** STATED GOAL **
Set out all of the data below as a numbered list, omitting any blank lines.

#### PROVIDED INFORMATION

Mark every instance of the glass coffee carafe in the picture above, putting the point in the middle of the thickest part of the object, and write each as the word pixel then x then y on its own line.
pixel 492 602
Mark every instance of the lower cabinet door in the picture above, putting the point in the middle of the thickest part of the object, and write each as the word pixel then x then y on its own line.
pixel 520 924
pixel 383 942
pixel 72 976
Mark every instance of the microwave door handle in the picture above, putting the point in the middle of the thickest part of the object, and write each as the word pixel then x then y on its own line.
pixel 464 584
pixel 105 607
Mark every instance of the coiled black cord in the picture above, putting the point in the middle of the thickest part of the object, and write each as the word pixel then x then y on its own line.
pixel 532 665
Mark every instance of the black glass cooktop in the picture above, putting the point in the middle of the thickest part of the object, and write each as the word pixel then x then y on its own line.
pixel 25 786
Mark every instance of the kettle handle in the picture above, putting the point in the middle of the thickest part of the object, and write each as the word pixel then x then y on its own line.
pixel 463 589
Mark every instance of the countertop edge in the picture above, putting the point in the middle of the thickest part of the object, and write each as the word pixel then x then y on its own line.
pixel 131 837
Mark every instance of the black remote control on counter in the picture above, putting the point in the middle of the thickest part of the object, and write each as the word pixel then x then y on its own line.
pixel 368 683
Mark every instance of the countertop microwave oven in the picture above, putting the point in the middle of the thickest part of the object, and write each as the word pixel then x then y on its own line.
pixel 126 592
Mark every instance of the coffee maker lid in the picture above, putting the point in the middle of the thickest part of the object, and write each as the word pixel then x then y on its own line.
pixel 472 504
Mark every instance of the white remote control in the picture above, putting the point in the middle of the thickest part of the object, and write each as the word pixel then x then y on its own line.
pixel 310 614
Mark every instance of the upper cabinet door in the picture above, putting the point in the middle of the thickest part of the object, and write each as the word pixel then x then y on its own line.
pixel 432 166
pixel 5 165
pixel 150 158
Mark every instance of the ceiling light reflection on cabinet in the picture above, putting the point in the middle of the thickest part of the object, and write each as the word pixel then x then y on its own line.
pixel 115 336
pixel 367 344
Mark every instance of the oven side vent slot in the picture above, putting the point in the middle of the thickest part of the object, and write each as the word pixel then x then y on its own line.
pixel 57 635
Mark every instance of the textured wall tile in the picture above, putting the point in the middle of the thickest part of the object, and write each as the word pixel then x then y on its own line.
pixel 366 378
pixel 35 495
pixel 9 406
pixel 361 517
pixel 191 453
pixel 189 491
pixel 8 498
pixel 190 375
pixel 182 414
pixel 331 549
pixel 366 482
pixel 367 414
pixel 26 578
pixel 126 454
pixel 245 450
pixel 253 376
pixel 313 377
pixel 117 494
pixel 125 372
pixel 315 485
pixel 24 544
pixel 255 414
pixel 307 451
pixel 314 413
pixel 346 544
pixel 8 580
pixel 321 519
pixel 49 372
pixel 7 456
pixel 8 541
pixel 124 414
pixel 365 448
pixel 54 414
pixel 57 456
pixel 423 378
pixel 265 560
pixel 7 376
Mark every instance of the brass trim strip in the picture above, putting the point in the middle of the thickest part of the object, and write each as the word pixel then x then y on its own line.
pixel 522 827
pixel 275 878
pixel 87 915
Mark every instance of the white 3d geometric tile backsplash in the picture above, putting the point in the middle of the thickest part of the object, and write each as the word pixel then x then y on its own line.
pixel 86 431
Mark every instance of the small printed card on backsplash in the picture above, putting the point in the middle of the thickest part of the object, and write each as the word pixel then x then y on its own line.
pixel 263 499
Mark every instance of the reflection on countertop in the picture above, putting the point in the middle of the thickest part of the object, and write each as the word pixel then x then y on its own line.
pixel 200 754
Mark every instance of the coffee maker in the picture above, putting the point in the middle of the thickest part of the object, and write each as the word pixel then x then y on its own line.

########

** EXERCISE SOLUTION **
1. Mark every instance of the glass coffee carafe in the picture above, putting the point in the middle of the thickest part of the object, and write each as the word pixel then x then y on its own line.
2. pixel 492 602
3. Mark every instance of the lower cabinet door in the picture above, putting the point in the middle of the thickest part of the object, and write each as the word pixel then x then y on its own line.
4. pixel 520 924
5. pixel 383 942
6. pixel 72 976
7. Mark every instance of the microwave door handle in the picture above, putting the point in the middle of the thickest part of the object, and write each as the word pixel then x then y on its own line.
8. pixel 464 584
9. pixel 105 607
10. Mark every instance of the coiled black cord in the picture above, putting the point in the middle of the thickest part of the object, and write each as the word pixel then x then y on its own line.
11. pixel 532 665
12. Mark every instance of the black glass cooktop in the picture above, putting the point in the middle of the thickest part of the object, and write each as the word pixel then x then y on its own line.
13. pixel 25 786
14. Mark every instance of the kettle handle in the picture above, putting the point in the middle of the thickest part of the object, and write each as the word pixel then x then y on its own line.
15. pixel 463 589
16. Mark every instance of the countertop edge in the picture above, putting the point in the middle of the thickest part of the object, and write each as the word pixel then x then y on its own line.
17. pixel 131 837
18. Mark every instance of the black remote control on counter in the picture above, putting the point in the middle of the thickest part of the object, and write each as the word pixel then x then y on its own line.
19. pixel 368 683
20. Mark every instance of the countertop microwave oven in the picture above, putting the point in the middle of the thickest part of the object, and write each as the word pixel then x then y on its own line.
21. pixel 126 592
22. Mark every instance of the coffee maker lid in the picture above, putting the point in the middle of the thickest part of the object, and write each as the word pixel then x then y on its own line.
23. pixel 472 504
24. Mark every instance of the white remote control in the picture above, putting the point in the middle of the thickest part of the object, and write each as the word pixel then x then y on its own line.
25. pixel 310 614
26. Mark every instance of the upper cabinet door in the picture above, putting the point in the middle of the thickest part of the object, and write each as the word pixel then x then y on its own line.
27. pixel 432 166
28. pixel 5 165
29. pixel 150 158
30. Mark every instance of the ceiling light reflection on cabinet in the picture above, putting the point in the middle of the thickest part of the object, and write each as the word pixel then x then y on its own line.
31. pixel 115 336
32. pixel 367 344
33. Mark every instance of the oven side vent slot in the picture above, putting the point in the middle of the thickest part of the object, and write each as the word pixel then x then y on its own line.
34. pixel 57 635
35. Mark every instance of the textured wall tile in the picture above, putting the point in the middle of the thickest part of the object, and write each as the word pixel then x then y on its own line.
36. pixel 366 378
37. pixel 35 495
38. pixel 9 406
39. pixel 361 517
40. pixel 191 453
41. pixel 189 491
42. pixel 8 498
43. pixel 190 375
44. pixel 182 414
45. pixel 331 549
46. pixel 366 482
47. pixel 367 414
48. pixel 26 578
49. pixel 126 454
50. pixel 245 450
51. pixel 253 376
52. pixel 313 377
53. pixel 117 494
54. pixel 125 372
55. pixel 315 485
56. pixel 24 544
57. pixel 255 414
58. pixel 307 451
59. pixel 314 413
60. pixel 346 544
61. pixel 8 580
62. pixel 321 519
63. pixel 49 372
64. pixel 7 456
65. pixel 8 541
66. pixel 124 414
67. pixel 365 448
68. pixel 54 414
69. pixel 57 456
70. pixel 423 378
71. pixel 265 560
72. pixel 7 376
73. Mark every instance of the brass trim strip in the picture above, putting the point in the middle of the thickest part of the object, and write each as the word pixel then x then y on its own line.
74. pixel 522 827
75. pixel 275 878
76. pixel 87 915
77. Mark every instance of the white 3d geometric tile backsplash in the picture above, putting the point in the middle of the thickest part of the object, and write each as the word pixel then x then y on its own line.
78. pixel 86 431
79. Mark every instance of the small printed card on backsplash in the picture above, putting the point in the middle of the thickest part of the object, and write each as the word pixel then x then y on its own line.
80. pixel 263 499
81. Mark every instance of the reflection on countertop in the picture above, putting the point in the middle of the thickest part of the object, and write each as the word pixel then x then y on its own line.
82. pixel 200 754
83. Mark every instance of the coffee maker in the picture above, putting the point in the middle of the thickest part of the object, and write each as the word pixel then x then y on its own line.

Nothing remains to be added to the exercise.